◆ **Document segment**
################

West Indies Chris Gayle in Training
West Indies Chris Gayle in Training

Feel the contrast. In the 80’s a Sunil Gavaskar would simply caress the red cherry fired by “Whispering Death” Michael Holding. Now a Chris Gayle muscles Trent Bolt with brute force.

That too in a test match. T-20 cricket has redefined how the willow has to be wielded. Remember the ODIs very much existed during Gavaskar’s era. And cricket all along remained a power sport.

Law makers were bang on. They coined the first 10 overs as “Power Play”. In physics power is defined as force applied with speed. Most of the cricketing actions are stop-start, short lived and the source of energy for those actions are ATP-CP, the energy system meant for power. The longest cricketing action often seen is a run of 3 (A run of 4 may rarely occur in Adelaide or Melbourne).

An international cricketer like Virat Kohli takes 9 seconds to run a 3. This ATP-CP energy source can sustain a work for a maximum of 10 seconds. Actions like whacking or throwing a ball, fast bowler hurling the ball, sprinting or diving are all actions belonging to this energy system.

Strength and conditioning book emphatically says that train a sport person according to the demand of the energy system. Therefore, cricket training should be heavily loaded towards power. Of course, you need to survive five full days. But you don’t run or jog continuously all five day. A fast bowler delivers in 3 seconds and if the batter hit it for a 3 then add 9 more seconds. So in 12 seconds the longest action finishes.

During 70’s and 80’s a Geoffrey Boycott or Greg Chappell would jog a few laps, do some stretches and then off for net. But training specificity advocates unless you practice sprinting you don’t improve on sprinting. Unless you lift weight you don’t get powerful. KG Rabada and Mitchel Starc both do clean and jerk, power clean – some of the Olympic lifts that produce power in their limb to hurl the ball at great speed.

Fact is, because the game wasn’t commercialised coaches and fitness coaches didn’t exist then. Exceptions like D.K. Lillee after suffering from injury trained under a fitness coach. There wasn’t a technical expert to convince the cricketers that they needed regimented training. Ideally a Gavaskar or Greg Chappell should have lifted weight and done their speed endurance. Had they done that their skill could have enhanced. They could have played longer. Only the Caribbean players like Gordon Greenidge, Vivian Richards, Michael Holding or Joel Garner, by virtue of a gifted gene could exhibit the power that most current generation cricketers do.

Virat Kohli, a great fitness icon runs 70 single at frenetic speed in an ODI. Dean Jones used to do that. A mere jab of Kohli catapults the ball in the stands. That’s purely the gift of power training. Training system in sync with the demand of the game has conditioned the cricketers in doing power based actions at breathtaking level. There is an enormous increase in the number of sixes hit. Fast bowlers are bowling at 150 clicks and great many cricketers are going air borne. One odd touch player like Hasim Amla or Rohit Sharma may exist but in general, modern cricket will witness power packed display bereft of silken David Gower touches.

################

◆ **Dataset entries**

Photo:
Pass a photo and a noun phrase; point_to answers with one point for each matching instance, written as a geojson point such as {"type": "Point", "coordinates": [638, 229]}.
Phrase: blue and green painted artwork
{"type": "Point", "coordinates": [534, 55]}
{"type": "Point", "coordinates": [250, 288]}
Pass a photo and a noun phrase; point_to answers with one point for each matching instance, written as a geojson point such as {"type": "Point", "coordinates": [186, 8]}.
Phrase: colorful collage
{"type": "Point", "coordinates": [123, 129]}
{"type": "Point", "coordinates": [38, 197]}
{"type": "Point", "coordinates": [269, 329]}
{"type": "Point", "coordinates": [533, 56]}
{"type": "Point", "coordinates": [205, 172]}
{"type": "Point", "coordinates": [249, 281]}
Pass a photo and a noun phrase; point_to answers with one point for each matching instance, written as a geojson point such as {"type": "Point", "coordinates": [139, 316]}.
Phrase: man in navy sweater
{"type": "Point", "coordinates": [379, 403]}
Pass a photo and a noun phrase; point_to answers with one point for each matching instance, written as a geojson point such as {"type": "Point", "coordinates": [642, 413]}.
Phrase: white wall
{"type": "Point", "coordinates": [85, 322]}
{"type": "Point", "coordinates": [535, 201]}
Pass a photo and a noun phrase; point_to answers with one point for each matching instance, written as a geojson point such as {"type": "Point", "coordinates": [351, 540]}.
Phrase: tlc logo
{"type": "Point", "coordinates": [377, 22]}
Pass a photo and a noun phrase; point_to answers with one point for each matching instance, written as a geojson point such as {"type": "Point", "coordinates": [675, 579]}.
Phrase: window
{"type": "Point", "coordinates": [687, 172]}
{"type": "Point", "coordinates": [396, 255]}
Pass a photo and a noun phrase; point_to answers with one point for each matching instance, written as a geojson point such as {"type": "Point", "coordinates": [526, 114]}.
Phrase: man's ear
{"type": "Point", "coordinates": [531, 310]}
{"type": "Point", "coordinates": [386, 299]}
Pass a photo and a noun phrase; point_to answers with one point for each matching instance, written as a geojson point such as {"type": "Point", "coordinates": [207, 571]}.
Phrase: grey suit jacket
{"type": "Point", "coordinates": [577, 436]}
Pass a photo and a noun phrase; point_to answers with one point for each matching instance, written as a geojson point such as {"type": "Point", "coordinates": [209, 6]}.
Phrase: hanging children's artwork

################

◆ **What you need to do**
**1)** According to the text on power training in cricket, how long does Virat Kohli take to run a 3?
**2)** Rewrite the cricket text between "That too in" and "Adelaide or Melbourne).", inclusive, substituting "Rule makers" for "Law makers".

◆ **Completed exercise**
**1)** Nine seconds.

**2)**
That too in a test match. T-20 cricket has redefined how the willow has to be wielded. Remember the ODIs very much existed during Gavaskar’s era. And cricket all along remained a power sport.

Rule makers were bang on. They coined the first 10 overs as “Power Play”. In physics power is defined as force applied with speed. Most of the cricketing actions are stop-start, short lived and the source of energy for those actions are ATP-CP, the energy system meant for power. The longest cricketing action often seen is a run of 3 (A run of 4 may rarely occur in Adelaide or Melbourne).